About this exercise: Read the data below. Then repeat all of it exactly.

Supplied information:
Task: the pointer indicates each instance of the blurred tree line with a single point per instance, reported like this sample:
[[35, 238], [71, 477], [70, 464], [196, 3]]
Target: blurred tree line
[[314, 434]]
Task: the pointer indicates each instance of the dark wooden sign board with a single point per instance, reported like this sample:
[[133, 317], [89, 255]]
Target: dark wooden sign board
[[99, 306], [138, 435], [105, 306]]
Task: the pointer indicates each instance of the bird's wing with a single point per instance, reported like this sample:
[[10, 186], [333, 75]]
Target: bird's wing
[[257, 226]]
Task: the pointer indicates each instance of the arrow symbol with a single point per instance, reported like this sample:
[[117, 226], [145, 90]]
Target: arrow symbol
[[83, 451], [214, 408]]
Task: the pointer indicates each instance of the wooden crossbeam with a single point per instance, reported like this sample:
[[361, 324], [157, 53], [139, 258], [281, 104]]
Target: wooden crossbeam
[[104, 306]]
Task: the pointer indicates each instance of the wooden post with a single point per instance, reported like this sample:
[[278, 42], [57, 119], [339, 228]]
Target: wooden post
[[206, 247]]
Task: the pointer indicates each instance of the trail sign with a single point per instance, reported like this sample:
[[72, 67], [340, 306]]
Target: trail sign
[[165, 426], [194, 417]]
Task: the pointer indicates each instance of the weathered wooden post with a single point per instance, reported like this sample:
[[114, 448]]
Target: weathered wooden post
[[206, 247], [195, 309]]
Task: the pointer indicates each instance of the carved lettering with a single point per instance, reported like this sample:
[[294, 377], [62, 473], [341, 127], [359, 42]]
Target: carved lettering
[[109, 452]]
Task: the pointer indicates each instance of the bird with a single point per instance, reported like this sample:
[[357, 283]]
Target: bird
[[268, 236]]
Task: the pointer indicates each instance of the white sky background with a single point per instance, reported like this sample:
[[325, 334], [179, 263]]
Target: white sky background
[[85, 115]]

Expected answer:
Task: the pointer indicates each instance of the blurred tree line with a single point per instance, reported like this sample:
[[35, 238], [71, 477], [70, 464], [196, 3]]
Target: blurred tree line
[[314, 434]]
Task: the pointer indicates each instance of the dark wooden sign board with a single point per instance, reported like this sample:
[[133, 317], [89, 255]]
Target: dark wooden sign board
[[99, 306], [138, 435], [105, 306]]
Task: the pointer indicates each instance of the bird's wing with a single point per instance, reported like this sample:
[[10, 186], [333, 75]]
Target: bird's wing
[[257, 226]]
Task: the pointer indicates each instance of the arrow symbol with a single point per instance, reported like this sample:
[[117, 226], [145, 90]]
Target: arrow symbol
[[83, 451], [214, 408]]
Task: the pointer indicates each instance of the wooden crossbeam with a single point per instance, reported like this sample:
[[361, 324], [157, 53], [139, 258], [281, 104]]
Target: wooden crossbeam
[[104, 306]]
Task: the pointer indicates each instance of the wooden post with a single point per instance, reported like this sample:
[[278, 42], [57, 119], [339, 228]]
Target: wooden post
[[206, 247]]
Task: the pointer indicates each instance of the trail sign with a single point per instance, reported like this sample:
[[72, 67], [340, 306]]
Target: trail sign
[[165, 426], [194, 417]]
Task: the pointer indicates each instance of the weathered wooden post with a single point per instance, reported like this sample:
[[114, 448]]
Target: weathered wooden post
[[206, 247], [195, 309]]
Task: the pointer indicates each instance of the carved lettering with a single point per instance, reported like this sample:
[[294, 377], [62, 473], [341, 127], [359, 42]]
Target: carved lettering
[[109, 452]]
Task: the pointer indicates each instance of the bird with a single point per instance, reported like this sample:
[[357, 283]]
Target: bird
[[268, 236]]
Task: the pointer indicates each instance of the white sky background with a single point per instance, reported like this sample:
[[325, 334], [179, 263]]
Target: white sky background
[[85, 115]]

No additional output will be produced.